-------- INPUT FOR THIS TASK --------

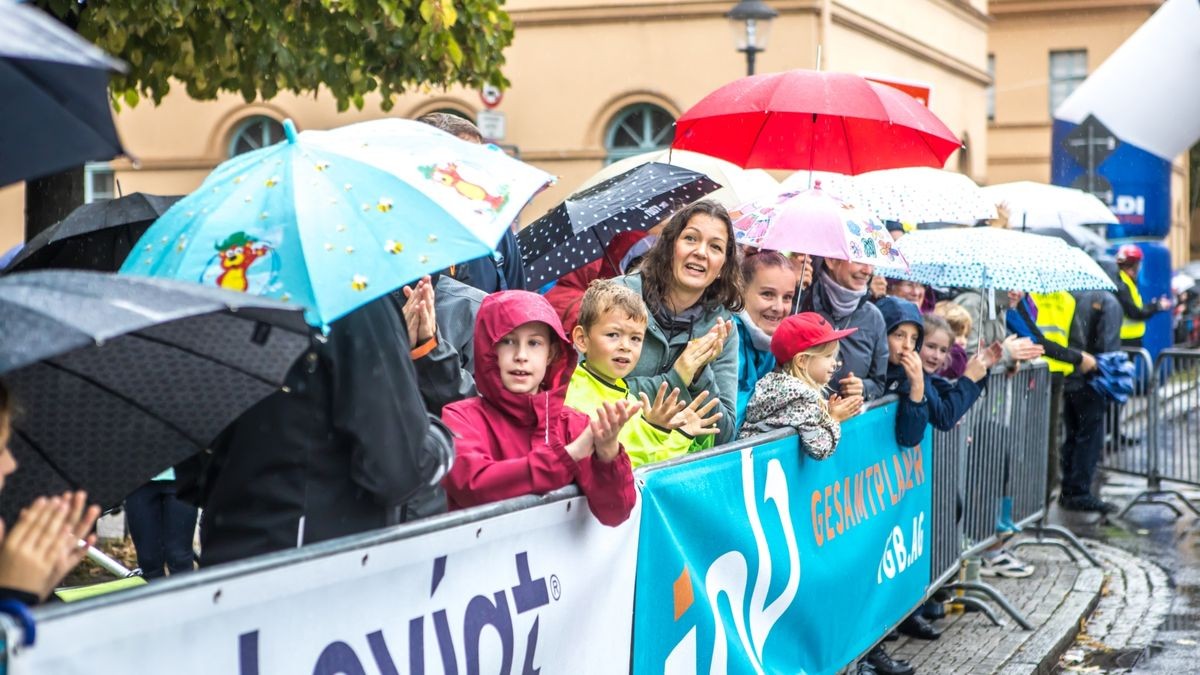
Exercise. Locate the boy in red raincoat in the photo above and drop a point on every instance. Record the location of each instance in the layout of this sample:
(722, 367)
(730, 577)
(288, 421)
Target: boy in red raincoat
(517, 437)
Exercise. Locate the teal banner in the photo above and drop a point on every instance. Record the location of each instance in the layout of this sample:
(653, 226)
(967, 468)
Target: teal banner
(765, 560)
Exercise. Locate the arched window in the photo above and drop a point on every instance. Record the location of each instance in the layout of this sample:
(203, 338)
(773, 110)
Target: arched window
(637, 129)
(252, 133)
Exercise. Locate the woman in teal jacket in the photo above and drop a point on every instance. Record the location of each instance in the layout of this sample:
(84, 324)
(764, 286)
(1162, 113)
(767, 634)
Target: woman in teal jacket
(691, 286)
(769, 280)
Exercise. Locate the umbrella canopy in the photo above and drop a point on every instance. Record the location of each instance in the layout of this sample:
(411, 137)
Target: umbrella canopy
(331, 220)
(990, 257)
(815, 222)
(1074, 234)
(117, 378)
(815, 120)
(907, 195)
(577, 231)
(738, 185)
(54, 108)
(97, 236)
(1037, 204)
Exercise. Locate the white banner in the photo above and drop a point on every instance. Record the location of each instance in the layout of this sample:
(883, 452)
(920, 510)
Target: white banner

--------

AIM OF THE TASK → Please print an exact copy of the records, with no pictures.

WORKED SOLUTION →
Exercise. Locate the boy in red raincoat in the photo above and drop a point on every instance. Record the location of each instance in the layout of this sample:
(722, 367)
(730, 577)
(288, 421)
Target: boy in red raincoat
(517, 437)
Exercise. Locate the teal banner in the photo above and drop a point on every instance. Record the location of each instance in the layout of this sample:
(653, 226)
(967, 468)
Target: teal banner
(765, 560)
Exercise. Locate the arched window in the photo above and drop a point on every instance. Record the location of each instance in the layout of this sample:
(203, 338)
(773, 110)
Target: arched window
(637, 129)
(252, 133)
Exercise. Locate the woman in teal jacket in the photo above and drop a point on every instance. Record the location of each instance in the layout of this sample:
(84, 324)
(764, 286)
(1162, 113)
(767, 634)
Target: woman in teal jacket
(691, 286)
(769, 280)
Exercise. Locate the umbrella canopy in the photo above and drop a point on every instance. Record the location of each instance in the layout of this sample:
(411, 137)
Target: umbrella canopy
(331, 220)
(990, 257)
(815, 222)
(1074, 234)
(117, 378)
(815, 120)
(907, 195)
(577, 231)
(738, 185)
(54, 108)
(97, 236)
(1037, 204)
Exercise. Locate the white banner in the photo above and drop a point on every instance. Record the location of each instance in the layout of this sample:
(883, 452)
(920, 510)
Target: white banner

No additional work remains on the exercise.